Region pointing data
★ ★ ★
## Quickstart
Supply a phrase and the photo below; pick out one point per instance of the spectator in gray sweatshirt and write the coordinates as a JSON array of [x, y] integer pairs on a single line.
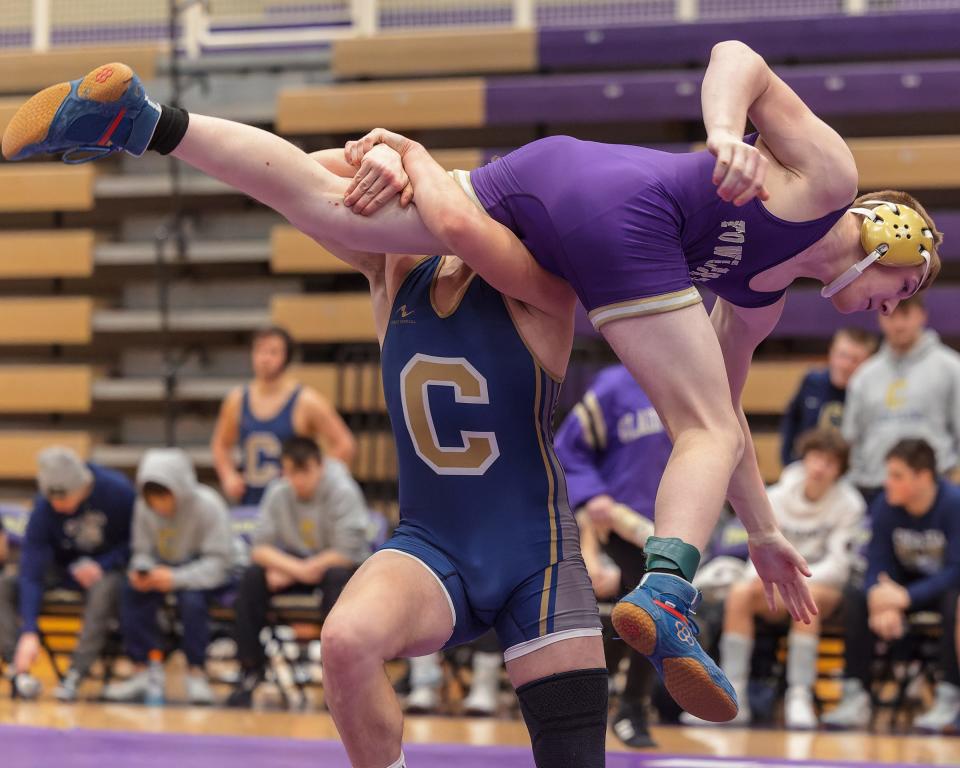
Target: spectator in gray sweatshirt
[[183, 545], [909, 389], [312, 534]]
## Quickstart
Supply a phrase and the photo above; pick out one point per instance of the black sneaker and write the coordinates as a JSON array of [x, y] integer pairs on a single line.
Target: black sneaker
[[241, 697], [630, 726]]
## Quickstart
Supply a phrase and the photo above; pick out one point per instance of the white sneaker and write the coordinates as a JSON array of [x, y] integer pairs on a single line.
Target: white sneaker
[[132, 689], [198, 690], [855, 709], [69, 688], [482, 700], [945, 710], [423, 699], [26, 686], [798, 711]]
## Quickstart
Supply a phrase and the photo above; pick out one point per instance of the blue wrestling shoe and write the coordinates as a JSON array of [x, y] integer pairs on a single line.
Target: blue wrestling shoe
[[654, 619], [107, 111]]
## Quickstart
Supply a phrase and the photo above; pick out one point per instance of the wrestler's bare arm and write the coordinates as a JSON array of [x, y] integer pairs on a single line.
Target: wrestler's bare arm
[[737, 84], [283, 177], [485, 245]]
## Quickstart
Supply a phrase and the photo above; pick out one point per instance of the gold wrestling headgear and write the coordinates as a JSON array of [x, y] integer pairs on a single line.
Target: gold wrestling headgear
[[896, 236]]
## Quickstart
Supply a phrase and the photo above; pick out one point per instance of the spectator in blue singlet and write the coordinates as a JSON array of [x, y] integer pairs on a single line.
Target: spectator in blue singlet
[[819, 400], [613, 430], [262, 415]]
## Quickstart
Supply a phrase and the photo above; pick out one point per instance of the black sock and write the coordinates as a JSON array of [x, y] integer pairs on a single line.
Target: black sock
[[170, 130]]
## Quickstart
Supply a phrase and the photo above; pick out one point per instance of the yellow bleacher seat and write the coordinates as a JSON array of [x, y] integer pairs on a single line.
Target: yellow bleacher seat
[[293, 251], [19, 450], [908, 162], [46, 320], [46, 253], [335, 317], [28, 187], [768, 454], [771, 384], [25, 71], [400, 105], [45, 388], [477, 51]]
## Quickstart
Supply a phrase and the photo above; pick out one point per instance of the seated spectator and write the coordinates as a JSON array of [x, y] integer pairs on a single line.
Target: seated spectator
[[77, 537], [820, 514], [820, 398], [909, 389], [311, 535], [913, 564], [611, 432], [183, 546]]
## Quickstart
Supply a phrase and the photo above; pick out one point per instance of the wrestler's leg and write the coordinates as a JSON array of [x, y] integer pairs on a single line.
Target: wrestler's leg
[[285, 178], [676, 359], [392, 607]]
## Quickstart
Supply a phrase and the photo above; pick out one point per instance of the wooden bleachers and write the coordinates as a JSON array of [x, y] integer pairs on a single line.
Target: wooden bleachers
[[46, 388], [912, 162], [19, 450], [46, 320], [401, 105], [326, 318], [293, 252], [26, 71], [41, 253], [475, 51], [28, 187], [772, 383]]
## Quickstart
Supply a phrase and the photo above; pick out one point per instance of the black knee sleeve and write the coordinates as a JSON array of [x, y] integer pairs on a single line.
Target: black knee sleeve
[[566, 716]]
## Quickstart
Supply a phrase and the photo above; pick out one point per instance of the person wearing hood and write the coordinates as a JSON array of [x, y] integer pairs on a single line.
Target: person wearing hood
[[821, 514], [183, 545], [913, 565], [78, 537], [909, 389]]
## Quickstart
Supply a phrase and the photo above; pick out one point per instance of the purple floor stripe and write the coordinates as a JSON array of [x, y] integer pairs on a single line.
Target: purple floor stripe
[[41, 748]]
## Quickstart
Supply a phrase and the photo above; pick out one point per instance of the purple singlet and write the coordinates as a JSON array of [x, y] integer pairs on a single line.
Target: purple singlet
[[632, 229]]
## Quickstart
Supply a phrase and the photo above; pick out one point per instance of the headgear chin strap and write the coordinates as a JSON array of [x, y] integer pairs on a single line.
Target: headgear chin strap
[[895, 237]]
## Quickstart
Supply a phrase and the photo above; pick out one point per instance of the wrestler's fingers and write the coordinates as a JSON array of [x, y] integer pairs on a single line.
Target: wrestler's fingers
[[768, 590], [724, 159], [381, 199], [371, 193], [745, 182], [360, 184]]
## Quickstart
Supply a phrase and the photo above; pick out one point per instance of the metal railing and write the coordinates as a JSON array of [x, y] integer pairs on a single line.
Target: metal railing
[[208, 26]]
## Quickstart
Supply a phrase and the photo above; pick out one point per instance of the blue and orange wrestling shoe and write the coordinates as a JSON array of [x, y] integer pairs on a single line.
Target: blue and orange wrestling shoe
[[655, 620], [107, 111]]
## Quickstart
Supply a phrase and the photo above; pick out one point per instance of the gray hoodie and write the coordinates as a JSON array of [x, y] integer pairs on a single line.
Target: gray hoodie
[[892, 397], [335, 518], [197, 542]]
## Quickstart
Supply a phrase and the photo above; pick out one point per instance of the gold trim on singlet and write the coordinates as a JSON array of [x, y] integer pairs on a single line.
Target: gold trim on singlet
[[651, 305]]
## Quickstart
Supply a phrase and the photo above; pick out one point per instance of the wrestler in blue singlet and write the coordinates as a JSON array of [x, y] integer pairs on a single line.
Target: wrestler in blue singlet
[[632, 229], [483, 501]]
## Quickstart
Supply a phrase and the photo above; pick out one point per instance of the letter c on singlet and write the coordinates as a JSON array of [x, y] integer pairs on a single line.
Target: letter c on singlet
[[479, 449]]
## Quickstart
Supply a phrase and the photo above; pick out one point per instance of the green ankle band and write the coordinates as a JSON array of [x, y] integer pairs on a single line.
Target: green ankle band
[[673, 554]]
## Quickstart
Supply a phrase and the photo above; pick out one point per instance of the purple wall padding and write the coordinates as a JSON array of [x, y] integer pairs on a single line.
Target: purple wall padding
[[839, 89], [778, 40]]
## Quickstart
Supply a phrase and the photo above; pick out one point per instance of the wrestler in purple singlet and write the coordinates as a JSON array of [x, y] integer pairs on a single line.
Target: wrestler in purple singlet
[[631, 228]]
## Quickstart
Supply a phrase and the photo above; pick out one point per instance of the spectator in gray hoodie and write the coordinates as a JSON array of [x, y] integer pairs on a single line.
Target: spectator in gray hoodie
[[312, 534], [909, 389], [183, 545]]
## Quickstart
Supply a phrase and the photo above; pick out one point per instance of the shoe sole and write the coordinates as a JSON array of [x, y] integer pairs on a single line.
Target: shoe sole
[[687, 680], [31, 123]]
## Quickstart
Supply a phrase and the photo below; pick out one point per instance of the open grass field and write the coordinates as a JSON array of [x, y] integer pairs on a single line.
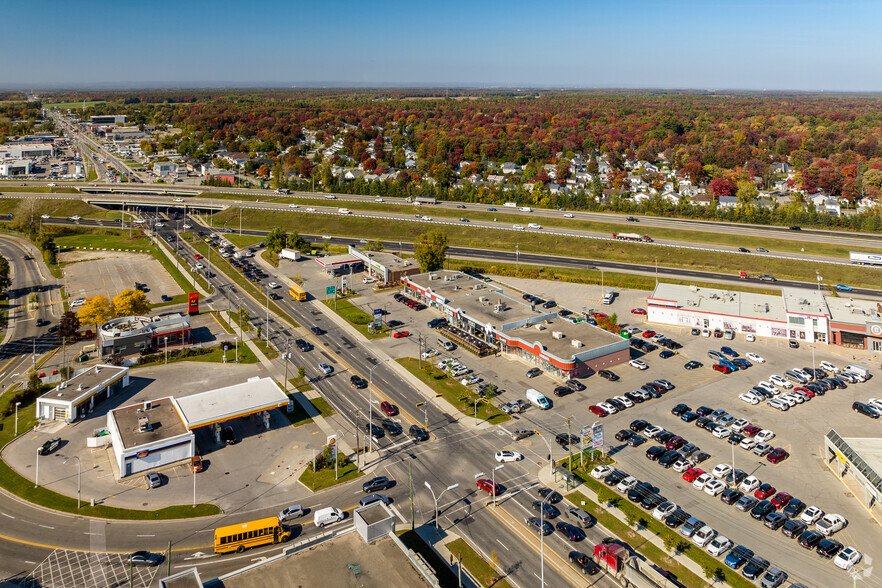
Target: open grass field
[[465, 236]]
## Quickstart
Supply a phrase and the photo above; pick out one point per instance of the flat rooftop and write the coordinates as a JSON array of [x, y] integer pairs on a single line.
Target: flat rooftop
[[562, 347], [223, 404], [381, 565], [85, 382], [164, 419], [717, 301]]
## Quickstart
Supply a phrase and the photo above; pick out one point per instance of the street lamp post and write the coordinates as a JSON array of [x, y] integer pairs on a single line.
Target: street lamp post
[[429, 486], [79, 476]]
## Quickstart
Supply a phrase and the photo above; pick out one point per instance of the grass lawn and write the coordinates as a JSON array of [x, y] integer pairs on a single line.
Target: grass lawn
[[324, 478], [479, 568], [446, 577], [355, 317], [455, 393], [699, 259], [24, 488]]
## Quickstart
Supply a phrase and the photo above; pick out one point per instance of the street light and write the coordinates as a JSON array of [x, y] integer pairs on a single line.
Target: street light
[[429, 486], [79, 475]]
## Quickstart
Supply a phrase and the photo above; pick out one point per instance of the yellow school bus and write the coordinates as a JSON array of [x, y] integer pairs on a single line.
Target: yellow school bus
[[244, 536], [297, 293]]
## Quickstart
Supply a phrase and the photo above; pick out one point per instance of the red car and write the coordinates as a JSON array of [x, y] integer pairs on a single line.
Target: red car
[[692, 473], [750, 430], [764, 491], [781, 499], [488, 486], [599, 411], [777, 455]]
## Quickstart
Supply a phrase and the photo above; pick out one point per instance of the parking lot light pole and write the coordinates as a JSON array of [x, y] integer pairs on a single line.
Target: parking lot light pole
[[79, 476], [429, 486]]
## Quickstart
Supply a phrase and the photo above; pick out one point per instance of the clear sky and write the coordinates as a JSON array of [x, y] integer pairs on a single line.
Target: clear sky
[[747, 44]]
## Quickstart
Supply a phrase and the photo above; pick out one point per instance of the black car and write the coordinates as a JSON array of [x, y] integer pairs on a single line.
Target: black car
[[655, 452], [607, 375], [555, 496], [809, 539], [636, 440], [762, 508], [575, 385], [614, 477], [584, 563], [755, 568], [680, 409], [49, 446], [794, 508], [376, 484], [731, 495], [677, 518], [418, 433], [775, 520], [828, 548], [793, 528]]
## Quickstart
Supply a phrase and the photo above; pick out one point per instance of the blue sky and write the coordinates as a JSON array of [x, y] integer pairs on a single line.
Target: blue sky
[[778, 44]]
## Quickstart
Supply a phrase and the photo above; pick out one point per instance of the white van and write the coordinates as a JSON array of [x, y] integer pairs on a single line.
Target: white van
[[327, 516], [538, 399], [857, 370]]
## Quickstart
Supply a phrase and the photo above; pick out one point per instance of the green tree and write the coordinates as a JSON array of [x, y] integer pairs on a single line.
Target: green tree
[[275, 240], [5, 280], [431, 250]]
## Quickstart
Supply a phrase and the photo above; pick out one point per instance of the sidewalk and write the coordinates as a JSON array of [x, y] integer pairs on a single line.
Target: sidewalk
[[547, 479]]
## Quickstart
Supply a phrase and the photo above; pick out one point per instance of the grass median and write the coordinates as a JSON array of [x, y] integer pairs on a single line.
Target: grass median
[[486, 574], [460, 396], [697, 259]]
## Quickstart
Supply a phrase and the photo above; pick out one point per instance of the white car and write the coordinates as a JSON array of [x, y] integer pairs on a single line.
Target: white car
[[830, 523], [703, 536], [627, 484], [722, 432], [601, 472], [714, 487], [749, 398], [701, 481], [663, 510], [847, 558], [719, 545], [638, 364], [826, 365], [739, 425], [504, 456], [811, 515], [721, 471], [779, 381], [749, 484]]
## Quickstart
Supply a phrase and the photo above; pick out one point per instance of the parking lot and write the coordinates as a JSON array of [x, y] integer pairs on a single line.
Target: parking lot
[[108, 273], [799, 430]]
★ ★ ★
Look through the data and show every line containing "below".

◆ **TASK SOLUTION**:
Supply a phrase and the photo below; pick out one point per instance of the spectator in gray sweatshirt and write the coordinates as a JSON array of [x, y] integer pairs on a single line.
Supply a phrase and the photo below; pick out one point per instance of the open grass field and write the coordinates as a JSON array of [x, y] integer pairs on a single line.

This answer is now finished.